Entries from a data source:
▶

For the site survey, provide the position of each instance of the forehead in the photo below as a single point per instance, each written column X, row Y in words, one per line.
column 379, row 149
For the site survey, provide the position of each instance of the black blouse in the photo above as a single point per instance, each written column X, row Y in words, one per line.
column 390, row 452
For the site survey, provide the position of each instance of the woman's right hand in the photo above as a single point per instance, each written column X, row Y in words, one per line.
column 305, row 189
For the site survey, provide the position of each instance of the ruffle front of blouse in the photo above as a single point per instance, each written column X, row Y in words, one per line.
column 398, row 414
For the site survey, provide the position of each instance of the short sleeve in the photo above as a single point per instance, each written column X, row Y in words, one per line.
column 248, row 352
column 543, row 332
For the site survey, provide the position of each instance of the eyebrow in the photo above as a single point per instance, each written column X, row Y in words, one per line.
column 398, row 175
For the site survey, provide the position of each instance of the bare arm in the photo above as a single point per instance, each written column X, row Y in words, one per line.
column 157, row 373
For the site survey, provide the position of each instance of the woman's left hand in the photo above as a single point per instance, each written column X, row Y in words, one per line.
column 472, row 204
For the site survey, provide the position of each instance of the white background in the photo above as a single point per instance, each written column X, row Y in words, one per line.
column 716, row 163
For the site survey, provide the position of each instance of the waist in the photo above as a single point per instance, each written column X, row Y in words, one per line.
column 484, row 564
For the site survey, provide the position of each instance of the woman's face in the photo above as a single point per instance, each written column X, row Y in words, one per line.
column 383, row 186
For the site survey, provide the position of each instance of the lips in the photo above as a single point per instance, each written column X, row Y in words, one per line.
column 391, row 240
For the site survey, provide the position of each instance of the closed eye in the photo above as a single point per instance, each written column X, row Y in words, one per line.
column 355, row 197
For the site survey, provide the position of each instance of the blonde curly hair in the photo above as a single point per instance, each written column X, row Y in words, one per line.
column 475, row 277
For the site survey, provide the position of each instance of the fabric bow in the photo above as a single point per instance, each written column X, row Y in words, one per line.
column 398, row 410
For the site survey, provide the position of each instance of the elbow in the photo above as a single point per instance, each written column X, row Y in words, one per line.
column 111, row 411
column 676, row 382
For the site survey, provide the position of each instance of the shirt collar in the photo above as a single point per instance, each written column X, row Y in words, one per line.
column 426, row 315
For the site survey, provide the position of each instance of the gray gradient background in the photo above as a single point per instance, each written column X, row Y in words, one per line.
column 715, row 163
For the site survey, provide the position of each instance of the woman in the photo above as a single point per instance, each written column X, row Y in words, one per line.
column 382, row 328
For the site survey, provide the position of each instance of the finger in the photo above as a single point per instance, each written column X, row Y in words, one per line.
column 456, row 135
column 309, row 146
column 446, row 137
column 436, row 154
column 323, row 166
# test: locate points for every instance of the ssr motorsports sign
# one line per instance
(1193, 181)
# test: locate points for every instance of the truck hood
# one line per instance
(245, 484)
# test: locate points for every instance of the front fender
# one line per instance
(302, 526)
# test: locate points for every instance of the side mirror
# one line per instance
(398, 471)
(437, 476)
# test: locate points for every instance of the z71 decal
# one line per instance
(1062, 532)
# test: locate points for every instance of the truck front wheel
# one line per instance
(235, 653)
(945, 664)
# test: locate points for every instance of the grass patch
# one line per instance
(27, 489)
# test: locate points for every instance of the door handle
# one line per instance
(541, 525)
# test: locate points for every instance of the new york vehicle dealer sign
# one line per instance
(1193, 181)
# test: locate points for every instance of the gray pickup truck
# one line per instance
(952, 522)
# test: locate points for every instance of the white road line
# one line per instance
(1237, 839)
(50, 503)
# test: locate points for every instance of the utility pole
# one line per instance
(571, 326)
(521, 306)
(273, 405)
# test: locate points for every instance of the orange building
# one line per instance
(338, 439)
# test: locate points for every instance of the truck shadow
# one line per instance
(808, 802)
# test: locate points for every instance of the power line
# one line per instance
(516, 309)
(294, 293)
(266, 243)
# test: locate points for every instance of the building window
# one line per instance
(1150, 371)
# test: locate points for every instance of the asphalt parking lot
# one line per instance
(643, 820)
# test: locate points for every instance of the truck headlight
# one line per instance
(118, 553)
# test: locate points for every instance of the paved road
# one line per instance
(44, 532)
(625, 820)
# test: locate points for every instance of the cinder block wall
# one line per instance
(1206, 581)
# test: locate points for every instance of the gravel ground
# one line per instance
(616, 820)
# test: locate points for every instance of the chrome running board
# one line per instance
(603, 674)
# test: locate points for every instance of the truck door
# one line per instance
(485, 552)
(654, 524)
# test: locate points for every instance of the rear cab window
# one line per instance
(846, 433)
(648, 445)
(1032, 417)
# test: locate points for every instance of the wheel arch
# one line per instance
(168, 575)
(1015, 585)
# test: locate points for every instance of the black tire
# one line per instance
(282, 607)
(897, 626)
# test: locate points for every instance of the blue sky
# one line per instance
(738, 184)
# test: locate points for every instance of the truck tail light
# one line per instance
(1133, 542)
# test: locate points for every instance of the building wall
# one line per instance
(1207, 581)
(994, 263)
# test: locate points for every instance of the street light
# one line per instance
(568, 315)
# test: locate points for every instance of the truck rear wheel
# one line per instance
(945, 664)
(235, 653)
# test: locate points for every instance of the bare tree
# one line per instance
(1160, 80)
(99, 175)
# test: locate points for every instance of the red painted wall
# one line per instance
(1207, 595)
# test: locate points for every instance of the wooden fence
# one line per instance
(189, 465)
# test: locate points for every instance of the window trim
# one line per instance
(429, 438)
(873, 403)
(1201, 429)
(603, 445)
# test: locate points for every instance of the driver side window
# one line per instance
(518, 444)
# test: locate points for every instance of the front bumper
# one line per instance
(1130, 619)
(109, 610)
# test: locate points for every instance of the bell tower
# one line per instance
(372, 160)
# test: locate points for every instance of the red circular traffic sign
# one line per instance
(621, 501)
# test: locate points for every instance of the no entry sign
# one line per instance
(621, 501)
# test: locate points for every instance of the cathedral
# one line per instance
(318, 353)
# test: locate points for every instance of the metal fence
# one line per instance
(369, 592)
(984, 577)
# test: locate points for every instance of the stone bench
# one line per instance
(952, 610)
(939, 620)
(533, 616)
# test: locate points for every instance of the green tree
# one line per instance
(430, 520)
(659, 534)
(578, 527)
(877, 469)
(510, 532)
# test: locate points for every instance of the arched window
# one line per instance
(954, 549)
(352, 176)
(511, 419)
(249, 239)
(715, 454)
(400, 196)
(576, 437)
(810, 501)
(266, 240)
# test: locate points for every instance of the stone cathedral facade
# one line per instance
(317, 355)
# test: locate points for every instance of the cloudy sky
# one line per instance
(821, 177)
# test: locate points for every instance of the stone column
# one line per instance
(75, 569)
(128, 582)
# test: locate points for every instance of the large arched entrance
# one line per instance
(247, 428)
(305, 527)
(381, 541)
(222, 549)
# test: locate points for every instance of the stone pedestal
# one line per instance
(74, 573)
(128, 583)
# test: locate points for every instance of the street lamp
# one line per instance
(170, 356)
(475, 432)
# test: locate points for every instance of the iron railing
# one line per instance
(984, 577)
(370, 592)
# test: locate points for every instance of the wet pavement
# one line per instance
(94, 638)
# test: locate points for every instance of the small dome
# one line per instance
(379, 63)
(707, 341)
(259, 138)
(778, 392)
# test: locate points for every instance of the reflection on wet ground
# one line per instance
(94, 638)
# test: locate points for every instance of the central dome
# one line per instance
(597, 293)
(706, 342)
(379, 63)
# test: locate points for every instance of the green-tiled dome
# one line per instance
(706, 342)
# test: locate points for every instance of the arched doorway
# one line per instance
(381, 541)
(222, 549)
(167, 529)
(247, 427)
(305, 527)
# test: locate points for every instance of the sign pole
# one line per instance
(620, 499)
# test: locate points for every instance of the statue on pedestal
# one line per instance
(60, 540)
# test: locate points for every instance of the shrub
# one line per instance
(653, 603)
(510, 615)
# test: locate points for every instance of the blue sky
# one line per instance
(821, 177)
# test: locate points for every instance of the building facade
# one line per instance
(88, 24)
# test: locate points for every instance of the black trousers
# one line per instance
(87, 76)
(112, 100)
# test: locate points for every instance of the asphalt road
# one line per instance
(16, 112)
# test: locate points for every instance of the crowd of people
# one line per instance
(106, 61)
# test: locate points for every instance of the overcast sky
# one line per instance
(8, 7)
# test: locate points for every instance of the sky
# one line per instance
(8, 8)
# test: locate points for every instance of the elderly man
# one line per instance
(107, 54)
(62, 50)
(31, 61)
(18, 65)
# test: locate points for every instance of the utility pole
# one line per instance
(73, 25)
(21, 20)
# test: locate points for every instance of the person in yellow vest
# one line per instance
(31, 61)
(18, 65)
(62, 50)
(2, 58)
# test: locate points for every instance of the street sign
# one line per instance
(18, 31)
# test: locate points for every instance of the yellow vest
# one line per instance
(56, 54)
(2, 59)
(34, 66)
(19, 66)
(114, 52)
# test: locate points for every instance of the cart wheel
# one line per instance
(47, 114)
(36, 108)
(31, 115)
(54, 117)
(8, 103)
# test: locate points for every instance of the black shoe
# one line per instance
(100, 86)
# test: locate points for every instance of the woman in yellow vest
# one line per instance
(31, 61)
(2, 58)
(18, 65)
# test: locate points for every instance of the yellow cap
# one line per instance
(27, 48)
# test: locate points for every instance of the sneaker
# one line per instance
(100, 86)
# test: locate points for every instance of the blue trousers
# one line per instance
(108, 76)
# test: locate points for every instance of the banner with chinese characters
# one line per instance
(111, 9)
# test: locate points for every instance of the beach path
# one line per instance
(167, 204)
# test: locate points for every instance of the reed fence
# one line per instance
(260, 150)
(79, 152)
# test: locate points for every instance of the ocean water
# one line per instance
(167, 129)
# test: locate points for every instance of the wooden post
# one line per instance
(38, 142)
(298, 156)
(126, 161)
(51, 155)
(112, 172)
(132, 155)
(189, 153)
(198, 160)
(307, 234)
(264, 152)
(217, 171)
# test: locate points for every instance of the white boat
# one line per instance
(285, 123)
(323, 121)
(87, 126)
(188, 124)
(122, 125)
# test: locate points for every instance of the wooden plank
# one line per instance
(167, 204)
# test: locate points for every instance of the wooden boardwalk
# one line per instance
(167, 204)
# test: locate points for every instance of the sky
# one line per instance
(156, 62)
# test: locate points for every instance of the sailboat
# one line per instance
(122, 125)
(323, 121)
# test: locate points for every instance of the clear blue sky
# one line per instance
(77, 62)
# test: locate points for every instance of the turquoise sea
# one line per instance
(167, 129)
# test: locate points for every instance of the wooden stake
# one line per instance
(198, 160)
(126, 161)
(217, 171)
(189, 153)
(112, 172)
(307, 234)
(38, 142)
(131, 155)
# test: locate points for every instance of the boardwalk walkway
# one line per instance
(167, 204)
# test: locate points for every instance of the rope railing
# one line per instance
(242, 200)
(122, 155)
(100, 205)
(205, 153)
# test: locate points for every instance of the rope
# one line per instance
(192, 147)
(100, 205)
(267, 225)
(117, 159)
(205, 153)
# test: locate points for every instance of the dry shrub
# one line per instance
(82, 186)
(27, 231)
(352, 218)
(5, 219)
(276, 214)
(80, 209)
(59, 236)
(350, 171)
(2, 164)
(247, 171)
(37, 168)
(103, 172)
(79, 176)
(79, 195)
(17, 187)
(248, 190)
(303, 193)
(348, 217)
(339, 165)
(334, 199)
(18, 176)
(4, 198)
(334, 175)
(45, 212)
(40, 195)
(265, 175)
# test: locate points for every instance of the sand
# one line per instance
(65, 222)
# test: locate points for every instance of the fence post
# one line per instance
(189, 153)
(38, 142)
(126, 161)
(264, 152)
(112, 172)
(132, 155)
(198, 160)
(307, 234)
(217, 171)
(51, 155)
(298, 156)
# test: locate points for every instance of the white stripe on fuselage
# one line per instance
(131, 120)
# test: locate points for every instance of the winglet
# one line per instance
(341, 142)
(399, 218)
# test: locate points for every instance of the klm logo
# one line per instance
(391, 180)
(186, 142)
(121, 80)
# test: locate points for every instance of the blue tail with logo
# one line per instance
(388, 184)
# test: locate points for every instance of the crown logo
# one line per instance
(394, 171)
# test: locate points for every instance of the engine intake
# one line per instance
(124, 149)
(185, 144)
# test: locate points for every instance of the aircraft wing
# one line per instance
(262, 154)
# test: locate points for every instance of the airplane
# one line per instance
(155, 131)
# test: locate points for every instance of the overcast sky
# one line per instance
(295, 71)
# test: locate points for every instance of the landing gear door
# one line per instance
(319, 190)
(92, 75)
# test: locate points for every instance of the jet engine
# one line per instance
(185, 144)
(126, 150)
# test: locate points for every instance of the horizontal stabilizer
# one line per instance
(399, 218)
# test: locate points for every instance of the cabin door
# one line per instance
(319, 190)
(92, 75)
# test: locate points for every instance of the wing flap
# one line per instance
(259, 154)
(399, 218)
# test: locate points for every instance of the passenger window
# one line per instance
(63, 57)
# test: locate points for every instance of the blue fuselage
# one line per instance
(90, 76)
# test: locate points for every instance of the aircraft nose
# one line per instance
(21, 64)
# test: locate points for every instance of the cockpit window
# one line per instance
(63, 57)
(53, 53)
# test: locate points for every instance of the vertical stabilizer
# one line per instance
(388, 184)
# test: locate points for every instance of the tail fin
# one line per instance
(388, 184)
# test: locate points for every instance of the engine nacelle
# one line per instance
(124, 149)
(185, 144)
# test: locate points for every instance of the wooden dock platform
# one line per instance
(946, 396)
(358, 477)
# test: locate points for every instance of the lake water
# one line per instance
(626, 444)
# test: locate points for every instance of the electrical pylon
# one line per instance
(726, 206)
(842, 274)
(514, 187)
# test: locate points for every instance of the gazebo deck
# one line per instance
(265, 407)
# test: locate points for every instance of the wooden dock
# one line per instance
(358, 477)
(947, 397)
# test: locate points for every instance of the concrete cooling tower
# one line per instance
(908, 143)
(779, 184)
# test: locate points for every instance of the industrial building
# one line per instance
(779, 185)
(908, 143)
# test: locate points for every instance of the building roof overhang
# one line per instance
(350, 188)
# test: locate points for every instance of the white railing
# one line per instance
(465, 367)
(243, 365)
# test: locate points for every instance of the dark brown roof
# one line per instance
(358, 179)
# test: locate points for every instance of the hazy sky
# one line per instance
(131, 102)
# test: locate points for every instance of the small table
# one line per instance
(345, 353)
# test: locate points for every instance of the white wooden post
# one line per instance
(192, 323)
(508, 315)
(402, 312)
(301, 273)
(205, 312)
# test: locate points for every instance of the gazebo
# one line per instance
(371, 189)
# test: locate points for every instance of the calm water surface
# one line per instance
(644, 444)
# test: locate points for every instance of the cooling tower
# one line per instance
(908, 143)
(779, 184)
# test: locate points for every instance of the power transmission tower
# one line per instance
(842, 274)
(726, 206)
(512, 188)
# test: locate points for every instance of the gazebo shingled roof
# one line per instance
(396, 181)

◀

→ **TASK DETAILS**
Reproduce, word for word, the stretch of entries from the line that contains "of the shirt" through the line that contains "column 715, row 163", including both of those lines.

→ **RIGHT ANSWER**
For the site survey, provide the position of each instance of the shirt collar in the photo above as a single point per instance, each written column X, row Y in words, one per line.
column 426, row 315
For the site survey, provide the position of each instance of the gray gradient background in the photo above as a single point per instance, each written column X, row Y in words, one per line.
column 715, row 163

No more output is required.